EXERCISE REQUIREMENTS.
From the records below, extract all the text exactly and leave the images behind.

Image location labeling entries:
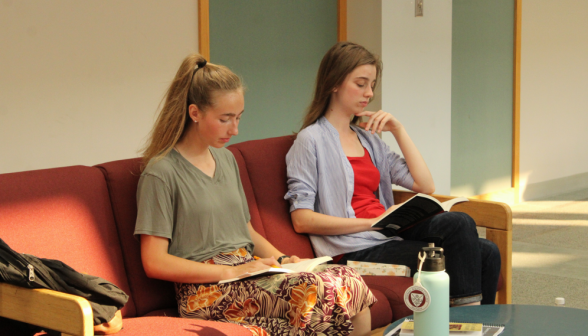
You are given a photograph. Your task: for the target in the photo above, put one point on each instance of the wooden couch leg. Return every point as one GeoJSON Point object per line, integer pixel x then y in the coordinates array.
{"type": "Point", "coordinates": [503, 239]}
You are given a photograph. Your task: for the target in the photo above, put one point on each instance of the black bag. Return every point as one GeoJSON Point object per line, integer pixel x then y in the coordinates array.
{"type": "Point", "coordinates": [25, 270]}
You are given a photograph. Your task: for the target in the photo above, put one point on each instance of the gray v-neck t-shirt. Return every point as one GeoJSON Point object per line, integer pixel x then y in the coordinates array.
{"type": "Point", "coordinates": [201, 216]}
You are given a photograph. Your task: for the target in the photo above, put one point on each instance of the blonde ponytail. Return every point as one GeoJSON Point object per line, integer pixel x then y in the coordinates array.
{"type": "Point", "coordinates": [194, 83]}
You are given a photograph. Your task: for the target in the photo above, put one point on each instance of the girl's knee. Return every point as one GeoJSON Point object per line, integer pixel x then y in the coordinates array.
{"type": "Point", "coordinates": [459, 220]}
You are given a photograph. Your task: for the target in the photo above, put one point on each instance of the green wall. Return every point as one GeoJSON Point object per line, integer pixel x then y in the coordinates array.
{"type": "Point", "coordinates": [276, 47]}
{"type": "Point", "coordinates": [482, 96]}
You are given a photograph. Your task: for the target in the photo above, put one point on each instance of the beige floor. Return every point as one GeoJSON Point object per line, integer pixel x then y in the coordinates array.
{"type": "Point", "coordinates": [550, 251]}
{"type": "Point", "coordinates": [550, 256]}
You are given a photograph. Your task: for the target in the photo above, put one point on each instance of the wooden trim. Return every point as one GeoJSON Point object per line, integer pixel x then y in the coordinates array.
{"type": "Point", "coordinates": [341, 20]}
{"type": "Point", "coordinates": [505, 196]}
{"type": "Point", "coordinates": [66, 313]}
{"type": "Point", "coordinates": [516, 113]}
{"type": "Point", "coordinates": [204, 29]}
{"type": "Point", "coordinates": [503, 240]}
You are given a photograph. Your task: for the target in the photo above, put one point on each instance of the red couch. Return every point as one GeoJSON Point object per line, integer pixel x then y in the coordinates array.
{"type": "Point", "coordinates": [85, 216]}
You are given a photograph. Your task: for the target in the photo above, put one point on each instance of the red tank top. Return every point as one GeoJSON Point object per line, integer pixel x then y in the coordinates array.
{"type": "Point", "coordinates": [367, 179]}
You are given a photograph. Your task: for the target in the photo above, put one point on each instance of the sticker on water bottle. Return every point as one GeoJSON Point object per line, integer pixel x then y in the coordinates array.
{"type": "Point", "coordinates": [417, 298]}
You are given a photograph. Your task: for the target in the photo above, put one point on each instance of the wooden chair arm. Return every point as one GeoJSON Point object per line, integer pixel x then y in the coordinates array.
{"type": "Point", "coordinates": [496, 217]}
{"type": "Point", "coordinates": [66, 313]}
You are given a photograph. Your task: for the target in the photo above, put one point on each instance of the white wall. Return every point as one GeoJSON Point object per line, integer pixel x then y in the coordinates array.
{"type": "Point", "coordinates": [364, 26]}
{"type": "Point", "coordinates": [416, 86]}
{"type": "Point", "coordinates": [80, 81]}
{"type": "Point", "coordinates": [554, 92]}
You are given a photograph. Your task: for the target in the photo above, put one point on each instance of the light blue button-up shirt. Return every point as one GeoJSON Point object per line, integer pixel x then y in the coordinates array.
{"type": "Point", "coordinates": [320, 178]}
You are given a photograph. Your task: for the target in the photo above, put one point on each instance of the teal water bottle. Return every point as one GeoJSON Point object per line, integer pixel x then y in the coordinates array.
{"type": "Point", "coordinates": [433, 320]}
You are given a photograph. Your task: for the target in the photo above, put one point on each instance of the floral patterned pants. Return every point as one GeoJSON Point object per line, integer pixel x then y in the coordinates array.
{"type": "Point", "coordinates": [318, 303]}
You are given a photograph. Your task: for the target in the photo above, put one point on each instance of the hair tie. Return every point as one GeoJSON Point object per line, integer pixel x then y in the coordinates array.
{"type": "Point", "coordinates": [200, 64]}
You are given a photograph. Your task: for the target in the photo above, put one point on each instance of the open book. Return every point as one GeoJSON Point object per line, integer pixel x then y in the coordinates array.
{"type": "Point", "coordinates": [416, 209]}
{"type": "Point", "coordinates": [303, 266]}
{"type": "Point", "coordinates": [369, 268]}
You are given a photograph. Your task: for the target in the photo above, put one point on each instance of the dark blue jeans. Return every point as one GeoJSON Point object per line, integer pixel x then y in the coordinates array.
{"type": "Point", "coordinates": [473, 263]}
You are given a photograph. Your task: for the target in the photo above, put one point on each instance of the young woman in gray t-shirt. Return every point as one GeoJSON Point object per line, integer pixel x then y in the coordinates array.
{"type": "Point", "coordinates": [195, 229]}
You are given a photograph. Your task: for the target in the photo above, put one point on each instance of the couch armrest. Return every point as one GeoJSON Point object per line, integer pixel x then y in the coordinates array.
{"type": "Point", "coordinates": [496, 217]}
{"type": "Point", "coordinates": [66, 313]}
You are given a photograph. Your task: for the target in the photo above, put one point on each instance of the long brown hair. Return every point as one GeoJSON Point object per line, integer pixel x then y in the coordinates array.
{"type": "Point", "coordinates": [337, 63]}
{"type": "Point", "coordinates": [195, 83]}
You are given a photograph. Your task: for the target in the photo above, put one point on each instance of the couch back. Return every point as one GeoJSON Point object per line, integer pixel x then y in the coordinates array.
{"type": "Point", "coordinates": [85, 217]}
{"type": "Point", "coordinates": [65, 214]}
{"type": "Point", "coordinates": [262, 166]}
{"type": "Point", "coordinates": [122, 178]}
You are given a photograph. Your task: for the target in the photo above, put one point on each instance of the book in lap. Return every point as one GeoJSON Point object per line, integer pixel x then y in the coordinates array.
{"type": "Point", "coordinates": [369, 268]}
{"type": "Point", "coordinates": [303, 266]}
{"type": "Point", "coordinates": [416, 209]}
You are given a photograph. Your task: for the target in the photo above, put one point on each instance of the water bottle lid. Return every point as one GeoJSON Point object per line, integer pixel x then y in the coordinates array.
{"type": "Point", "coordinates": [435, 260]}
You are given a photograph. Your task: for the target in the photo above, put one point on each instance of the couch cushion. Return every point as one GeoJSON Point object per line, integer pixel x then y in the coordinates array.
{"type": "Point", "coordinates": [65, 214]}
{"type": "Point", "coordinates": [122, 178]}
{"type": "Point", "coordinates": [177, 326]}
{"type": "Point", "coordinates": [264, 160]}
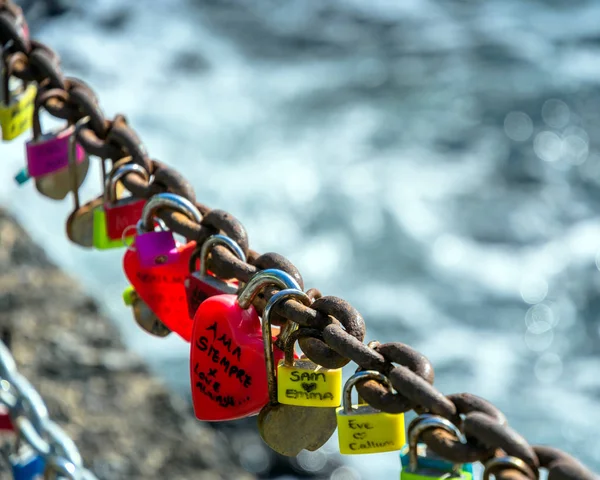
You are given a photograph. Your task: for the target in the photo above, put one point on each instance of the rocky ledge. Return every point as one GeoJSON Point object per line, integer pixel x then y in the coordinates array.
{"type": "Point", "coordinates": [124, 421]}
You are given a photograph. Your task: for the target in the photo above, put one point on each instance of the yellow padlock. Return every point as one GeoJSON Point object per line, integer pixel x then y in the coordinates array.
{"type": "Point", "coordinates": [364, 429]}
{"type": "Point", "coordinates": [302, 382]}
{"type": "Point", "coordinates": [16, 106]}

REPLY TO THE TASK.
You are given a photograph. Your task: for the target in the photo above, put one point on each instance of the wooden couch leg. Return every point as one GeoJSON Point object per line, integer pixel x then y in the coordinates array.
{"type": "Point", "coordinates": [503, 239]}
You are given a photograph. Your task: for the target in the photo above, put one point on each instance of the black bag. Return every point as one GeoJSON Point object per line, integer pixel x then y in the coordinates array.
{"type": "Point", "coordinates": [25, 270]}
You are given a photograph. Your task: for the target in the photo above, put one point on each instance of the gray v-neck t-shirt. Return every point as one GeoJSON Point object per line, integer pixel x then y in the coordinates array.
{"type": "Point", "coordinates": [201, 216]}
You are given a photograph. Your task: for the target in the photo above, put one point on each instance of the blonde ponytail. Return every point as one GeoJSON Point object per line, integer pixel x then y in the coordinates array.
{"type": "Point", "coordinates": [194, 83]}
You are given a photograph. Your task: for the target in the photo above, put one point on each instance of the girl's knee. Return every point as one GeoJSON Point object per line, integer pixel x then y in the coordinates array.
{"type": "Point", "coordinates": [459, 220]}
You are given a photograph. Your task: for the target in the photo above, put one point on each instance of the green wall. Return every point as one GeoJSON Point object per line, integer pixel x then y in the coordinates array.
{"type": "Point", "coordinates": [276, 47]}
{"type": "Point", "coordinates": [482, 96]}
You are given a photograph. Your task: for the target in the photo above, put one point on each instance of the beige floor. Return every point as one GeoJSON Point object per line, integer pixel x then y in the coordinates array.
{"type": "Point", "coordinates": [550, 251]}
{"type": "Point", "coordinates": [550, 256]}
You are given a photograph. Your task: for the target in the photo above, put one point on each instance of the wooden trim. Return every point as one GeoJSON Point object per line, integer pixel x then y in the coordinates array.
{"type": "Point", "coordinates": [341, 20]}
{"type": "Point", "coordinates": [505, 196]}
{"type": "Point", "coordinates": [66, 313]}
{"type": "Point", "coordinates": [516, 113]}
{"type": "Point", "coordinates": [204, 29]}
{"type": "Point", "coordinates": [503, 240]}
You are given a photograph. Your task: for the target in the photo above, put one point on each instance of the red couch. Return every point as one GeoJSON Point object per line, integer pixel x then y in the coordinates array.
{"type": "Point", "coordinates": [85, 216]}
You are given a photograph. Your task: for the target in the photo above, put one point on each instance of the red tank top. Return every point as one GeoJSON Point object per line, integer pixel x then y in the coordinates array.
{"type": "Point", "coordinates": [367, 179]}
You are given a photograph. Your task: for the target in the photo above, put one point on each instance of the sticker on water bottle. Return every point as one GeoJSON Point object per line, integer pixel x then y in the coordinates array.
{"type": "Point", "coordinates": [417, 298]}
You are given a photograph. Your task: for the target in the photo above, put one point on each instance of the wooden chair arm. Return every point as one GeoJSON Point object per line, integer pixel x then y in the coordinates array.
{"type": "Point", "coordinates": [496, 217]}
{"type": "Point", "coordinates": [66, 313]}
You are given a photograph. Your task: for the target in the photo above, put one point on each instance of the white wall. Return every point as one GeoJSON Point object per line, integer pixel x then y in the coordinates array.
{"type": "Point", "coordinates": [364, 26]}
{"type": "Point", "coordinates": [416, 86]}
{"type": "Point", "coordinates": [80, 81]}
{"type": "Point", "coordinates": [554, 92]}
You are given a photograph. Your task: for the target in the photo above, put one point on each instance of the light blue button-up shirt. Return every point as one GeoJSON Point object per line, integer pixel x then y in the coordinates array.
{"type": "Point", "coordinates": [320, 178]}
You are given a photograph. Your task: for the target in the photo above, put one point on each instance of the teal water bottle. Return every point as one GeoJSON Point object per line, integer pixel x then y in the coordinates array.
{"type": "Point", "coordinates": [433, 320]}
You are given a photograph. Your task: for the target in the photo above, put one point on each instance of the floral patterned pants. Return every point as one GeoJSON Point object per line, integer pixel x then y in the coordinates array.
{"type": "Point", "coordinates": [318, 303]}
You are given a photograph. Your task: for the target in the photo above, put one point on each instance of the hair tie. Return every point as one GeoJSON Point object per line, integer pixel x then y in the coordinates array.
{"type": "Point", "coordinates": [200, 64]}
You are given a photograph. Your task: for the target in the photo above, put one point on each instance of the open book. Return every point as one GeoJSON Point object per line, integer pixel x then y in the coordinates array.
{"type": "Point", "coordinates": [416, 209]}
{"type": "Point", "coordinates": [303, 266]}
{"type": "Point", "coordinates": [369, 268]}
You are given a photograph. Your task: for the target in the photo above, put one point on each instance of the dark blue jeans. Return every point as one GeoJSON Point object per line, integer pixel x then y in the coordinates array.
{"type": "Point", "coordinates": [473, 263]}
You are given a photograph. Your task: for the target in the photo above, put one point on each instance of the young woman in gray t-shirt. Return every point as one GeoJSON Point object per line, integer pixel x then y in the coordinates array.
{"type": "Point", "coordinates": [195, 229]}
You are given a photograph. Your task: for the target in the photo above, put one point on each instance of the couch armrest. Return every point as one GeoJSON Point object per line, integer pixel x then y in the coordinates array.
{"type": "Point", "coordinates": [496, 217]}
{"type": "Point", "coordinates": [66, 313]}
You are given a photograph. Your task: for the target in the photo above, put one point on each instance of the long brown hair. Return every point as one GeoJSON Point object per line, integer pixel x then y in the coordinates array.
{"type": "Point", "coordinates": [337, 63]}
{"type": "Point", "coordinates": [195, 83]}
You are given a photograph. Your task: for the target in the photo above, put one point on each instance of the couch back. Return every point as one GeoJSON Point object per line, integer pixel x then y in the coordinates array.
{"type": "Point", "coordinates": [85, 217]}
{"type": "Point", "coordinates": [65, 214]}
{"type": "Point", "coordinates": [262, 166]}
{"type": "Point", "coordinates": [122, 178]}
You are given a photograph. Your task: for the target in the photo above, put one point on each instance of the book in lap. Return every point as one GeoJSON Point object per line, integer pixel x then y in the coordinates array.
{"type": "Point", "coordinates": [369, 268]}
{"type": "Point", "coordinates": [303, 266]}
{"type": "Point", "coordinates": [416, 209]}
You are given a photograph. Your task: for the target in the photo above, put one point on each instance of the water bottle lid. Return every point as one GeoJSON Point object per line, integer pixel x then y in the coordinates array.
{"type": "Point", "coordinates": [435, 260]}
You are given a photograph. Your task: for the target in the photo above, put one point on each instance of the couch cushion. Return every point as one GeoJSON Point object per line, integer pixel x then y in the coordinates array.
{"type": "Point", "coordinates": [65, 214]}
{"type": "Point", "coordinates": [122, 178]}
{"type": "Point", "coordinates": [177, 326]}
{"type": "Point", "coordinates": [264, 160]}
You are given a photograph. Your task: for the target in the photo above, put one point on each instance of the rocky ledge. Return every point as one GeoJSON Point object per line, integer pixel x then y in the coordinates array.
{"type": "Point", "coordinates": [124, 421]}
You are given a photograph. Your task: for the target in the photo above, put one point on each instance of the yellow padlock. Return every point as one GeoJSON Point object per line, integer pixel x then y in the coordinates array.
{"type": "Point", "coordinates": [364, 429]}
{"type": "Point", "coordinates": [302, 382]}
{"type": "Point", "coordinates": [16, 106]}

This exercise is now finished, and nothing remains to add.